■ **REQUIRED WORK**: Transcribe exactly the lines from the one containing "out the heavy" through the last line of the listing below, inclusive, and nothing beyond them.

■ **SUPPLIED RECORDS**:
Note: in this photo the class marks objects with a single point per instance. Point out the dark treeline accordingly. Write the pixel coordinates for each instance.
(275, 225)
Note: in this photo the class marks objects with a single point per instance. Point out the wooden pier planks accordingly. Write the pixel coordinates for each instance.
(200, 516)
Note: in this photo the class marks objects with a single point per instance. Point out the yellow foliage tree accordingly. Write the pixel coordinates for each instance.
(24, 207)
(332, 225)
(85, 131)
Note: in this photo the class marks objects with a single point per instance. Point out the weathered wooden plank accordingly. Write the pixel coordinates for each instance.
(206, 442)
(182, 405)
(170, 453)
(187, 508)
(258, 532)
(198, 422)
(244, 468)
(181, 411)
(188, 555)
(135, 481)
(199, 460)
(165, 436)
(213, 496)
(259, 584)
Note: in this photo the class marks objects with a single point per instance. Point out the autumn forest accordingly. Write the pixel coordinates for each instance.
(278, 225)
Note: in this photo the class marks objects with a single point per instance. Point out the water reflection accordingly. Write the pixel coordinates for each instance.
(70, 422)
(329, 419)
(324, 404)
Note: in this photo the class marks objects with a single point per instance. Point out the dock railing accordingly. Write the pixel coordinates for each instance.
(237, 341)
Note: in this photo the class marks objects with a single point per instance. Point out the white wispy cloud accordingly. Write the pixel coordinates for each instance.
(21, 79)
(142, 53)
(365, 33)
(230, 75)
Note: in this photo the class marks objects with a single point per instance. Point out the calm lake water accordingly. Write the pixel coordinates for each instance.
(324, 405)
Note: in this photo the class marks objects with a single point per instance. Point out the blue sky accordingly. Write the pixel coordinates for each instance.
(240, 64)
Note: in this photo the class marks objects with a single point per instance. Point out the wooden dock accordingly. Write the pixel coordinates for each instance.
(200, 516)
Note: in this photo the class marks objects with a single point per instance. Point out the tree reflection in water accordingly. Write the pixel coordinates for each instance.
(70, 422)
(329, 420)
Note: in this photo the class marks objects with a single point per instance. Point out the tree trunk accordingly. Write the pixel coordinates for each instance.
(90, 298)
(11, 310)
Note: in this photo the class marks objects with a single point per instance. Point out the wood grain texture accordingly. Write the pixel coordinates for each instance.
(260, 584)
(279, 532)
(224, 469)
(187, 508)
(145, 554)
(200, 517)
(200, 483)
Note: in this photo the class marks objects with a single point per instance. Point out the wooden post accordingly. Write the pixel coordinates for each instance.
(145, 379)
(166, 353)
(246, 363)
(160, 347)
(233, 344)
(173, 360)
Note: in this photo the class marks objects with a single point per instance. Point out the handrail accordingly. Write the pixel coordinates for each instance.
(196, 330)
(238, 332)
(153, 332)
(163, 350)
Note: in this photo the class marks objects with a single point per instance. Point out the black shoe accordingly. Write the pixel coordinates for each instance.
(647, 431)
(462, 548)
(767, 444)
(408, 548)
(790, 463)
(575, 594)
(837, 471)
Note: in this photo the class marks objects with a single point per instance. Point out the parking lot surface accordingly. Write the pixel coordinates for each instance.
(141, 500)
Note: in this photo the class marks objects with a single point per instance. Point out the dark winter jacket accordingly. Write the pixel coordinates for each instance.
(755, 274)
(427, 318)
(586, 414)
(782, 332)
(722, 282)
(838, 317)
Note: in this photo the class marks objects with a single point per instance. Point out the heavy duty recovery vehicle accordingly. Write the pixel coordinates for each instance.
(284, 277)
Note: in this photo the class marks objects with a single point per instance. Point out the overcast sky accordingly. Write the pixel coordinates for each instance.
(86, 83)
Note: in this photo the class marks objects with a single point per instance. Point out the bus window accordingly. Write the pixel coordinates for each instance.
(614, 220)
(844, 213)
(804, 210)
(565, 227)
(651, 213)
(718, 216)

■ **EXPECTED ANSWER**:
Note: in this photo the class marks objects with a single point per instance. Point out the heavy duty recovery vehicle accordingly. Write the pixel coordinates for each instance.
(284, 277)
Note: in this photo the class marks objects with a single point per instance. Point out the overcast sky accordingly. Write the pixel coordinates for each instance.
(86, 83)
Note: in this photo the class marks objects with a single point per instance. Point out the bus window accordingly. Write the pixel coordinates for each instance.
(614, 220)
(844, 213)
(804, 210)
(565, 227)
(651, 213)
(718, 216)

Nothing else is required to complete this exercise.